Required task: Please find every line in the listing below that contains the word "shoe", and copy each of those lines in full. The match is case-sensitive.

_ _ _ _

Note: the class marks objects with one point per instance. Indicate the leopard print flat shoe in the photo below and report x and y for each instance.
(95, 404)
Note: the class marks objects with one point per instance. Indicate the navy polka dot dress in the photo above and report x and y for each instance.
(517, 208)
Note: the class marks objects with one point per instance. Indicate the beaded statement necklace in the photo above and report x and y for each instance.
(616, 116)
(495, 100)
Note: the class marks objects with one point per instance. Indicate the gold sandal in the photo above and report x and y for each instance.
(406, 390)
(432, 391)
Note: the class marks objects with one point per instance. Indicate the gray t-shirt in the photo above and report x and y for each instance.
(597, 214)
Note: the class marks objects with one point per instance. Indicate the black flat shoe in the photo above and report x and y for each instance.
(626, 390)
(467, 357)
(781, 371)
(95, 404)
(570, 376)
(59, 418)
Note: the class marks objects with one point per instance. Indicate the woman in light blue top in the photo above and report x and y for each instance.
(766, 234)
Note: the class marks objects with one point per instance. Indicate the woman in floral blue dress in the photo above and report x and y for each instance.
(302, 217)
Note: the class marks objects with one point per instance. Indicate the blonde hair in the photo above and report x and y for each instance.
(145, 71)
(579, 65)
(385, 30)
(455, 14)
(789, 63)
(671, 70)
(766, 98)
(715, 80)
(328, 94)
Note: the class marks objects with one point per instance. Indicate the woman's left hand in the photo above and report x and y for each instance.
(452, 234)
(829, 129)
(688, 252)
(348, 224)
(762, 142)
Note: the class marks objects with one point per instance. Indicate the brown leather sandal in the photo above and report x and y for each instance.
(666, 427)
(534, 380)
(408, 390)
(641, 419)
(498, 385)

_ _ _ _

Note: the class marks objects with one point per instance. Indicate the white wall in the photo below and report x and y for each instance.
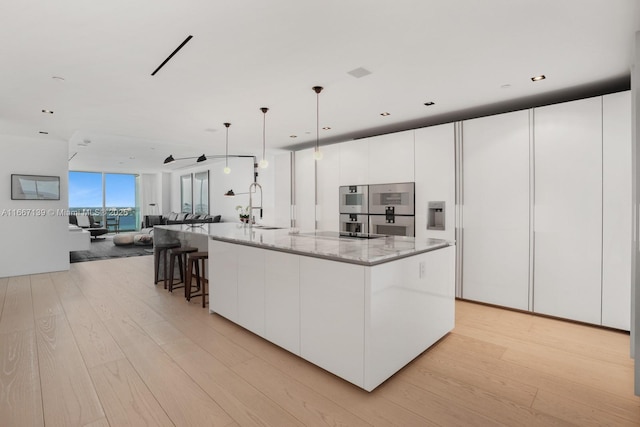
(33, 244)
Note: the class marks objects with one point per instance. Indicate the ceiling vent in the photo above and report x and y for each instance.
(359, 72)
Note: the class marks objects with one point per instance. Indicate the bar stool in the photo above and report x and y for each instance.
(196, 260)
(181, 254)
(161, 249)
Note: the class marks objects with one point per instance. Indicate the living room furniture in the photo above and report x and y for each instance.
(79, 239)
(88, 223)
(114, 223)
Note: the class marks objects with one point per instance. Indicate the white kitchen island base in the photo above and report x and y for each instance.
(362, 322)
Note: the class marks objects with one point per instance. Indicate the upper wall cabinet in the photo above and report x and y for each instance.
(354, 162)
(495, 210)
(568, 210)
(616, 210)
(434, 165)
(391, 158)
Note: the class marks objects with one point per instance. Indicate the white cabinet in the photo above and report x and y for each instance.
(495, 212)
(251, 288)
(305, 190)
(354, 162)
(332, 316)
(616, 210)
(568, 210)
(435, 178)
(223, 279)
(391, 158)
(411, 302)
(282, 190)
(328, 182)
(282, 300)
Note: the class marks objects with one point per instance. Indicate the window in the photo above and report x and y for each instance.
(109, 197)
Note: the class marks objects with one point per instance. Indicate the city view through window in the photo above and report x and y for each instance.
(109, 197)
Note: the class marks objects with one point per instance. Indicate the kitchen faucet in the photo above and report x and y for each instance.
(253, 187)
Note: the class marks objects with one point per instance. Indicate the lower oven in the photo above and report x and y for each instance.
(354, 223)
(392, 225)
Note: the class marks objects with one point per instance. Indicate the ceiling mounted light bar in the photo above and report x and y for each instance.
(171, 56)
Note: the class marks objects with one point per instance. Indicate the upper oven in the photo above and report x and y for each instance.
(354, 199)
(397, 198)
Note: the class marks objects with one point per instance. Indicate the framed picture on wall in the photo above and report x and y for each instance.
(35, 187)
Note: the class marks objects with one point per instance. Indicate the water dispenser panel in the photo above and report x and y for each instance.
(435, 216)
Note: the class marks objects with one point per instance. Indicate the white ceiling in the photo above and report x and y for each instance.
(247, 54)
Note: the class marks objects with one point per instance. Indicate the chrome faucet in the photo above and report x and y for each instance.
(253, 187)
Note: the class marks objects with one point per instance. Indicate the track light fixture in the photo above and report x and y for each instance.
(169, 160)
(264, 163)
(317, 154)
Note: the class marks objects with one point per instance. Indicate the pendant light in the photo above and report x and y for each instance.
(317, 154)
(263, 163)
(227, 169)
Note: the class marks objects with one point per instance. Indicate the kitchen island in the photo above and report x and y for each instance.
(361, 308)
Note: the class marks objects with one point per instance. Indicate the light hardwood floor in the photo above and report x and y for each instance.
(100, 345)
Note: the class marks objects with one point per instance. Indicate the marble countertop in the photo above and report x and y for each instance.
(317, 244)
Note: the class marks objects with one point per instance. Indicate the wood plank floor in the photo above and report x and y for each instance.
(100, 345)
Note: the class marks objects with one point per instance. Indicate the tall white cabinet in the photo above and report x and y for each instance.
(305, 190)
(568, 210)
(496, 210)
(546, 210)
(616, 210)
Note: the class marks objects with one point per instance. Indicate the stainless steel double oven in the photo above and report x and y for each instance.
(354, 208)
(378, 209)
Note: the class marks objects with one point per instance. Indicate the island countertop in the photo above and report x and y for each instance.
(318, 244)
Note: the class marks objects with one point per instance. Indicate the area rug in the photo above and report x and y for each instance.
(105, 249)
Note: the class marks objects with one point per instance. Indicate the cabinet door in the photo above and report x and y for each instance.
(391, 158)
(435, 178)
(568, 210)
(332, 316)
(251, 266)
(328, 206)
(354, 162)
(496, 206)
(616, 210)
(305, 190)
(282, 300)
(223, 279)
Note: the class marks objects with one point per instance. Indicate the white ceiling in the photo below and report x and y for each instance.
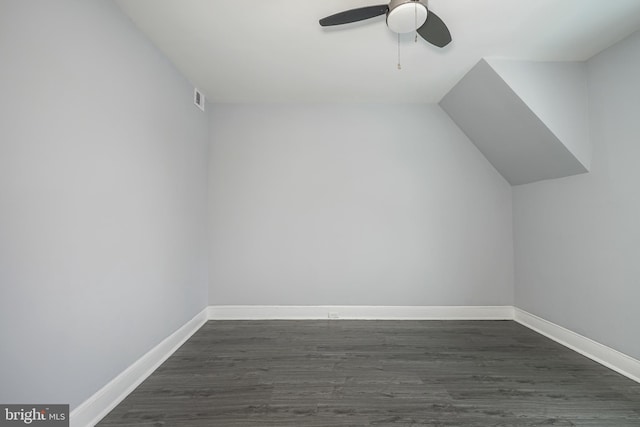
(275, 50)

_ _ _ _

Answer to this problem:
Note: the class marks objects with one point per instance. Indicate the leopard print flat shoe in the photo below and report x and y for each instance.
Note: the class marks objects with one point per instance. Indicate the black flat shoe in the photo above and report x and y for each instance.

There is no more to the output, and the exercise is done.